• Votre tâche: Recopiez à l'identique un passage du récit de la promenade printanière au parc. Commencez aux mots contenant « 10 avril 2006 » et arrêtez-vous après « le contrarier ? ».

Cider with Laurie

10 avril 2006

Printemps, jogging et giboulées

Quand ils arrivèrent au parc, lui pour courir, elle pour l’accompagner et bouquiner en l’attendant, il faisait un temps splendide. Ils avaient même eu très chaud dans la voiture, et ils s’étaient fait la réflexion que le jogging allait être éprouvant.
Mais il était là pour courir, et il courrait coûte que coûte. L’ardennais est têtu de nature, et elle savait qu’il était inutile d’essayer de le faire changer d’avis. Du moment qu’il ne me demande pas d’en faire autant, se disait elle, pourquoi le contrarier ?
D’un pas décidé ils prirent l’allée centrale, contournèrent le château et longèrent la pelouse qui descendait en vagues vertes impeccablement tondues ponctuées de sapin taillés en cône et de buis minuscules entourant des massifs de fleurs jusqu’à tout là bas au fond où la ville reprenait au delà des hautes grilles.
Ils passèrent le bassin qui miroitait en contrebas, au-delà de la cime sagement cubique des marronniers qui commençaient à déployer leurs petites feuilles vert tendre. Une autre allée en pente s’engageait sur la gauche sous des arbres déjà bien fournis qui ménageaient une ombre tiède et aquatique après l’éblouissement du grand soleil. Ils la prirent et arrivèrent au niveau du bassin tout en longueur. Quelques canards nageaient paresseusement. Ils attrapaient les morceaux de pain lancés par des enfants qui riaient de les voir plonger leur bec d’un mouvement décidé vers la proie qui pourtant aurait été bien en peine de leur échapper. Des mères et des nounous veillaient à éviter les bains imprévus.
Un peu plus loin un cygne s’était aventuré sur la terre ferme et faisait une sieste sur l’herbe, entouré d’un cercle d’admirateurs. Un embranchement sur la droite s’ouvrait dans la haie, et ils s’y dirigèrent, en personnes sachant exactement où elles vont.
Presque invisible du bord du bassin, un spectacle féerique attendait le visiteur qui s’aventurait là : un jardin carré, clos de haies, abritait une multitude de cerisiers japonais dont c’était la saison de gloire. Tous couronnés d’un nuage de fleurs roses, ils remplissaient d’une barbe à papa parfumée l’enclos herbu entouré et barré en diagonales d’allées sablées.
Le moindre souffle d’air faisait neiger les pétales légers sur le sol, créant une claire flaque éphémère au pied de chaque arbre.
Des couples d’amoureux s’embrassaient sous certains, sous d’autres de jeunes mères avaient installé leur bébé, des cyclistes se reposaient, des étudiants prétendaient réviser leurs cours. Il se dégageait de la scène une impression de calme irréelle qui rejetait bien loin le trafic de la ville qui pourtant cernait le parc de toutes parts.

• Données recueillies:
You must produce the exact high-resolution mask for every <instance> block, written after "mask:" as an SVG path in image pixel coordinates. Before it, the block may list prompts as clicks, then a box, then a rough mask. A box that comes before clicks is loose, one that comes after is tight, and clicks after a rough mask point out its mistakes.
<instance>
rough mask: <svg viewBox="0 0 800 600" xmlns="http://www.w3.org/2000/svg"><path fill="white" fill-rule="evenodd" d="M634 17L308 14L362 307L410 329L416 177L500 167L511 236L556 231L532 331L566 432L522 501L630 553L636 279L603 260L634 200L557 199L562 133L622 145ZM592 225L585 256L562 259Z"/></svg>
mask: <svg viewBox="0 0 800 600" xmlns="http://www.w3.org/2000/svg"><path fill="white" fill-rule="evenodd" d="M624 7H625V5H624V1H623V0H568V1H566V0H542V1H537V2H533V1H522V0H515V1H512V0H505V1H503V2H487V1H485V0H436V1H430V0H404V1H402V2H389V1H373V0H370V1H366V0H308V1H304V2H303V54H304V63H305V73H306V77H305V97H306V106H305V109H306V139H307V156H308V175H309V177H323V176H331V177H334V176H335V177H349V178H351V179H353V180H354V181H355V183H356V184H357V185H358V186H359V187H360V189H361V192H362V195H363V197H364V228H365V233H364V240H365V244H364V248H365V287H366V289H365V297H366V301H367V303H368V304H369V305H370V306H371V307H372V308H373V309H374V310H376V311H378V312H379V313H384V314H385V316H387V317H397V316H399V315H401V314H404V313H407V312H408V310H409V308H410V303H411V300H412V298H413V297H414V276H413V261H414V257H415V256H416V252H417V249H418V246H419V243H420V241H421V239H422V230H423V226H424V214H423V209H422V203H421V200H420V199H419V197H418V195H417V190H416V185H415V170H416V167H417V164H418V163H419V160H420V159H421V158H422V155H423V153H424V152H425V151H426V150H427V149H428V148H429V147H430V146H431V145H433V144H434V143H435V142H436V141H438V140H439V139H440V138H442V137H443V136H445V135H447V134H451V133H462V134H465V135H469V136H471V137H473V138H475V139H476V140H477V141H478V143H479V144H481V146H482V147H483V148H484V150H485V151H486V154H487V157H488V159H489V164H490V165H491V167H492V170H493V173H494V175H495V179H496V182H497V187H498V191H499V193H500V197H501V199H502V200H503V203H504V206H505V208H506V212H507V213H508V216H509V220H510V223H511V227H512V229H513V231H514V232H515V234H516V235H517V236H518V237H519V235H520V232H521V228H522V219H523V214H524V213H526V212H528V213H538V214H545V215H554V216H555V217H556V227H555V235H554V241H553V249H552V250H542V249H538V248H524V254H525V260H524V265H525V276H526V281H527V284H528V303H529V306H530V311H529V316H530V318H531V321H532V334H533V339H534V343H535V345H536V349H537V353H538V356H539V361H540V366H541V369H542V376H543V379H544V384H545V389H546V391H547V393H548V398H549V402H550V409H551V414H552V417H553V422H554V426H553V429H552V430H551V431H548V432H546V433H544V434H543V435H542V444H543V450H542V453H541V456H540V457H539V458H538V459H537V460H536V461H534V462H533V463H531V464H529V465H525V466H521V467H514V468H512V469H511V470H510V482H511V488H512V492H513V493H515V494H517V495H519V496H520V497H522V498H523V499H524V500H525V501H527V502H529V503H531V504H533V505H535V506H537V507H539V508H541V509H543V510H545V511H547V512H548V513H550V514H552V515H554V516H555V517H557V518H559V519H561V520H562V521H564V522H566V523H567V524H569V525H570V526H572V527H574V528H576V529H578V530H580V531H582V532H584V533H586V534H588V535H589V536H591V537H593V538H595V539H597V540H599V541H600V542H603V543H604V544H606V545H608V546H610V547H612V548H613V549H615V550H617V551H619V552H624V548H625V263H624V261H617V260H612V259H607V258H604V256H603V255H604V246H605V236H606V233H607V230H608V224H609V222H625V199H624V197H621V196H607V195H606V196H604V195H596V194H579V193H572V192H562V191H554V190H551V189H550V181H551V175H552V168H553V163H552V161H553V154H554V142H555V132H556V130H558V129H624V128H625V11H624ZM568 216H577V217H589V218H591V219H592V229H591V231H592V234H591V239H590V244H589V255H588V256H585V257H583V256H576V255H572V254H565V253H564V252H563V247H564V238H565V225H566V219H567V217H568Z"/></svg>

• Réponse rédigée:
10 avril 2006

Printemps, jogging et giboulées

Quand ils arrivèrent au parc, lui pour courir, elle pour l’accompagner et bouquiner en l’attendant, il faisait un temps splendide. Ils avaient même eu très chaud dans la voiture, et ils s’étaient fait la réflexion que le jogging allait être éprouvant.
Mais il était là pour courir, et il courrait coûte que coûte. L’ardennais est têtu de nature, et elle savait qu’il était inutile d’essayer de le faire changer d’avis. Du moment qu’il ne me demande pas d’en faire autant, se disait elle, pourquoi le contrarier ?